#### [Required task]
Render the entries below as a two-column CSV with the header instruction,response, giving one row per entry: the entry's text under instruction and its answer under response. Put each in a single quoted field with line breaks replaced by spaces, and omit the pictures.

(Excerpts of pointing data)
··········
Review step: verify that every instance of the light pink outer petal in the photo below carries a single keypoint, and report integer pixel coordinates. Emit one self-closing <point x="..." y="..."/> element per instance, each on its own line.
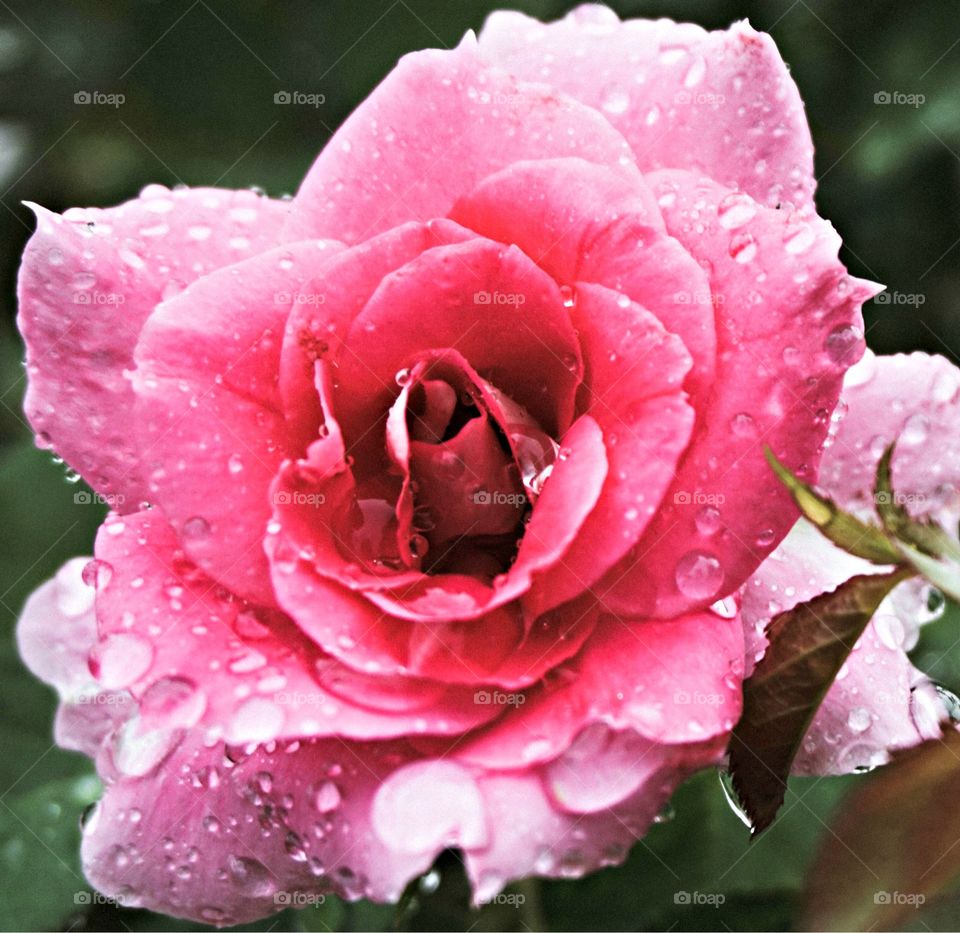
<point x="210" y="422"/>
<point x="229" y="838"/>
<point x="439" y="122"/>
<point x="196" y="657"/>
<point x="88" y="281"/>
<point x="913" y="400"/>
<point x="721" y="103"/>
<point x="674" y="681"/>
<point x="57" y="627"/>
<point x="880" y="702"/>
<point x="788" y="327"/>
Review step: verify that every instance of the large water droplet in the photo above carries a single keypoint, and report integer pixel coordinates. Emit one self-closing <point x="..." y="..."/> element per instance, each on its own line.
<point x="698" y="575"/>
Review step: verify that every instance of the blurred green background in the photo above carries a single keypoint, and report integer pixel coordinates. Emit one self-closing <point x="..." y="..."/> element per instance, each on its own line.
<point x="199" y="78"/>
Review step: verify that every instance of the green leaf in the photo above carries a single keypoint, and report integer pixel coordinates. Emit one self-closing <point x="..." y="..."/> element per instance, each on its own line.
<point x="844" y="530"/>
<point x="924" y="534"/>
<point x="943" y="575"/>
<point x="893" y="849"/>
<point x="39" y="854"/>
<point x="808" y="645"/>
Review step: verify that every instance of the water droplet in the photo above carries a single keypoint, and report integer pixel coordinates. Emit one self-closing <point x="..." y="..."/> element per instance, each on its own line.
<point x="698" y="575"/>
<point x="196" y="527"/>
<point x="617" y="101"/>
<point x="708" y="521"/>
<point x="120" y="660"/>
<point x="327" y="798"/>
<point x="735" y="210"/>
<point x="859" y="719"/>
<point x="743" y="248"/>
<point x="915" y="430"/>
<point x="844" y="344"/>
··········
#### [Complete response]
instruction,response
"Review step: verify that every instance of the light pink outer petal in the photo below carries a single keypoint, and report integer pixel coordinates. Emit one self-closing <point x=""..."" y=""...""/> element per instance, each on its own line.","<point x=""210"" y=""422""/> <point x=""229"" y=""838""/> <point x=""439"" y=""122""/> <point x=""196"" y=""657""/> <point x=""88"" y=""281""/> <point x=""913"" y=""400""/> <point x=""721"" y=""103""/> <point x=""674"" y=""681""/> <point x=""57"" y=""627""/> <point x=""880"" y=""702""/> <point x=""788"" y=""327""/>"
"Review step: verify that every instance of the large water droplet in the photo above carries a single keypoint, and report integer pixel coordinates. Emit one self-closing <point x=""..."" y=""...""/> element per instance, each on its own line.","<point x=""698"" y=""575""/>"
"Review step: verify that every instance of the blurred green background in the photo above carries a single keypoint, and report integer pixel coordinates. Emit one self-closing <point x=""..."" y=""...""/> element per instance, each on its own line.","<point x=""199"" y=""78""/>"
"Review step: verify that every instance of the green leaf in the photo above carries a single keypoint, and report integer pixel coordinates. Emit one self-closing <point x=""..."" y=""...""/> element per instance, each on its own line.","<point x=""844"" y=""530""/> <point x=""924"" y=""534""/> <point x=""943"" y=""575""/> <point x=""893"" y=""849""/> <point x=""39"" y=""854""/> <point x=""808"" y=""645""/>"
"Review step: verify that every instance of the water droplet in the photo above carries a single keypoint, and report integer pixel coordinates. Emit one self-closing <point x=""..."" y=""...""/> element per instance, each on its own line.","<point x=""698"" y=""575""/> <point x=""196"" y=""527""/> <point x=""617"" y=""101""/> <point x=""708"" y=""521""/> <point x=""120"" y=""660""/> <point x=""327"" y=""798""/> <point x=""735"" y=""210""/> <point x=""859"" y=""719""/> <point x=""743"" y=""248""/> <point x=""915"" y=""430""/> <point x=""844"" y=""344""/>"